### WORK INSTRUCTION
Your reply should contain only the line with "point: the white underbelly in this photo" and the lines after it through the end of the data, each written out exactly.

### DATA PROVIDED
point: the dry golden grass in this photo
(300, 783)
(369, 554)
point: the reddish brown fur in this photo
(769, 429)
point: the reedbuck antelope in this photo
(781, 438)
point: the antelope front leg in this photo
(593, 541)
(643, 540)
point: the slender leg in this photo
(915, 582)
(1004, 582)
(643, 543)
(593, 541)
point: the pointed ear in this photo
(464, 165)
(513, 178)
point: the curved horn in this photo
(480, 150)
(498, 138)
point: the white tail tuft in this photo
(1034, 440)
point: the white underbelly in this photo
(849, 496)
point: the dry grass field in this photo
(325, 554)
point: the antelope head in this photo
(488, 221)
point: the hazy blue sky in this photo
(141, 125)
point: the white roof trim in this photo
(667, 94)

### RESULT OF THIS TASK
point: the white underbelly in this photo
(849, 496)
point: the dry grass field in this photo
(325, 554)
point: the antelope head in this photo
(488, 221)
point: the hazy blue sky in this photo
(141, 125)
point: the white roof trim in this photo
(667, 94)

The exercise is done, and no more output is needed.